Recorded information:
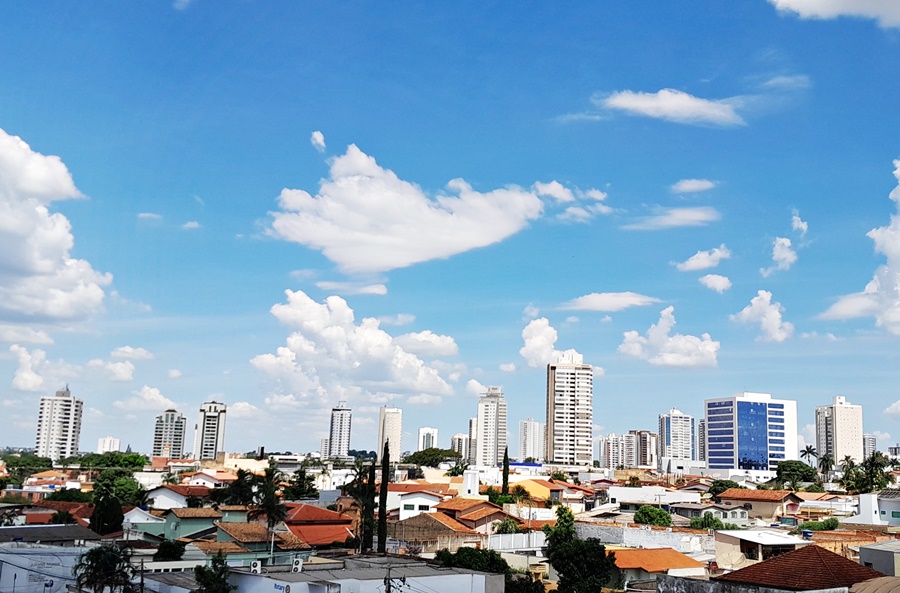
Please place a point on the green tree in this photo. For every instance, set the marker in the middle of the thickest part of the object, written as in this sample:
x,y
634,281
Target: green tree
x,y
213,579
719,486
431,457
301,486
68,495
107,516
169,551
505,488
649,515
382,498
583,565
106,567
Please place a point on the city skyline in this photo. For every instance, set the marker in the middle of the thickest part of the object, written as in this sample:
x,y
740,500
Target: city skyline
x,y
403,206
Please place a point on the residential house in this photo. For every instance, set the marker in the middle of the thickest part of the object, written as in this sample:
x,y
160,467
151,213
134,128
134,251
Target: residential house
x,y
639,564
739,548
768,505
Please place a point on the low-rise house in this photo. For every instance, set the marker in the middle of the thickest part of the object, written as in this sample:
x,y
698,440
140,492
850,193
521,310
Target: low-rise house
x,y
726,513
637,564
768,505
739,548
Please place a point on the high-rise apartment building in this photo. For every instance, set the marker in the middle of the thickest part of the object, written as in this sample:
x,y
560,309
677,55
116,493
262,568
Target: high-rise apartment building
x,y
870,445
646,448
209,433
460,443
491,428
531,440
59,425
390,430
168,435
839,430
339,436
108,444
750,431
676,436
570,411
427,438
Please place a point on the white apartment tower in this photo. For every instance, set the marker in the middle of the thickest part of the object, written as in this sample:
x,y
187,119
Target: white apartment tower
x,y
108,444
839,430
676,436
59,425
390,430
531,440
168,435
339,436
491,427
570,411
750,431
209,434
427,438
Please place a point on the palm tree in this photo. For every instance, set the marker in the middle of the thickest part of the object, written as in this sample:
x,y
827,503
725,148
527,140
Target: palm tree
x,y
105,567
808,453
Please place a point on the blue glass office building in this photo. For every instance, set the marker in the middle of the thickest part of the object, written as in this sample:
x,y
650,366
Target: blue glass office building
x,y
750,431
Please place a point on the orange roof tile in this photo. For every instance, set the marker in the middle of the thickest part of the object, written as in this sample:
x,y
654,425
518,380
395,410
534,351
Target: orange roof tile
x,y
654,560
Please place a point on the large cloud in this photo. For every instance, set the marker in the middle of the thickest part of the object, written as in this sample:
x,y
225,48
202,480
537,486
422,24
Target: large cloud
x,y
39,280
330,357
660,348
366,219
881,297
886,12
769,316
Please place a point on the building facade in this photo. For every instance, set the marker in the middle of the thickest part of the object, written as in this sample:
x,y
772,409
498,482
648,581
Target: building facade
x,y
531,440
209,434
427,438
108,444
390,430
839,431
491,428
168,435
59,425
570,411
339,436
750,431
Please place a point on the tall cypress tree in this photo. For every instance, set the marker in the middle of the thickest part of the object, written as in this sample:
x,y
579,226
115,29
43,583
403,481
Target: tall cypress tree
x,y
382,499
505,490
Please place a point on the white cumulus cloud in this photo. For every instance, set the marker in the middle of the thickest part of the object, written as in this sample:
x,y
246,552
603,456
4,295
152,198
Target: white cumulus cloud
x,y
769,316
885,12
317,139
703,260
659,347
668,218
39,279
539,339
366,219
675,106
608,301
689,186
716,282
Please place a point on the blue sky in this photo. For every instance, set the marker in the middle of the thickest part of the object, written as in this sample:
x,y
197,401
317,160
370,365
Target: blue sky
x,y
281,207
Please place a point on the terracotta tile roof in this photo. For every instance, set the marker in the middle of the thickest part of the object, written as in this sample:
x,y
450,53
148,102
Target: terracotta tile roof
x,y
448,521
203,513
461,504
759,495
654,560
213,548
321,535
804,569
307,513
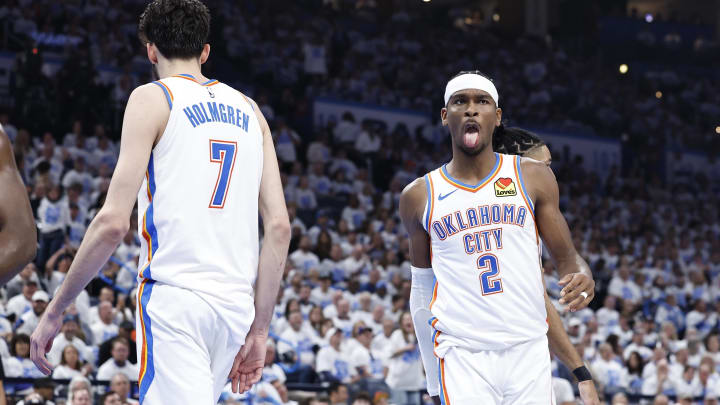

Task details:
Quote precisely the lines of the data from the line containing "Target: blue sky" through its final line, both included, excluding pictures.

Result:
Target: blue sky
x,y
281,207
Please place a point on the terracotta tile roof in this photo. For every instance, set the marker in the middle of the thickest part of the object, written as in this sample:
x,y
450,53
148,102
Target: terracotta tile roof
x,y
448,521
203,513
461,504
759,495
654,560
213,548
321,535
804,569
307,513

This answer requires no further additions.